## Task input
+ + + + + + +

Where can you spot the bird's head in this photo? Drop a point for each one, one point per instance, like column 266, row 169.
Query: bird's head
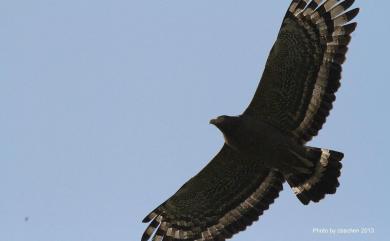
column 225, row 123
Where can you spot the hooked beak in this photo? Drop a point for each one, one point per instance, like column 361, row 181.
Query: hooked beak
column 213, row 121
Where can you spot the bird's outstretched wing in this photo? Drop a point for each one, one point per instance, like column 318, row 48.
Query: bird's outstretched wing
column 222, row 199
column 303, row 69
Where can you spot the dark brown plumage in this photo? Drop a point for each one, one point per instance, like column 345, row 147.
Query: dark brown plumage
column 266, row 144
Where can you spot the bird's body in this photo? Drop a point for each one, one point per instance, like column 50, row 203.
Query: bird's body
column 266, row 145
column 258, row 141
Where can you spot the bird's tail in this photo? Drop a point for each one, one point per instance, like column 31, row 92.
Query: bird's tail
column 322, row 178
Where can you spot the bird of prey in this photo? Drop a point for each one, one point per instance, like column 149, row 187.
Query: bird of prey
column 266, row 144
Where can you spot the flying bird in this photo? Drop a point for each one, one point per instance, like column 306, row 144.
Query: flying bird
column 266, row 145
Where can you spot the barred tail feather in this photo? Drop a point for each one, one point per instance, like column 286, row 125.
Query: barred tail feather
column 322, row 180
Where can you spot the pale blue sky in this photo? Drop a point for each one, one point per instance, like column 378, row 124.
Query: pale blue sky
column 104, row 109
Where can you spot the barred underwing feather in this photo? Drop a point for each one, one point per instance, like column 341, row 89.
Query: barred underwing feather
column 302, row 116
column 295, row 95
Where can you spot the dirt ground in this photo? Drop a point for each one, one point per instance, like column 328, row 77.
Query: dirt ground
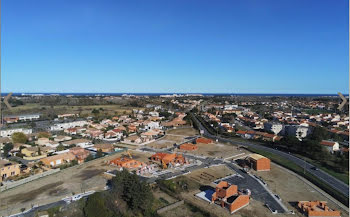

+ + + + + + +

## The problem
For each line above that contains the word "dirt", copy that line.

## Problem solution
Where can you spot the dirt ground in this photo? Drop a point for each one, one point per instance, like column 328, row 77.
Query: dirt ground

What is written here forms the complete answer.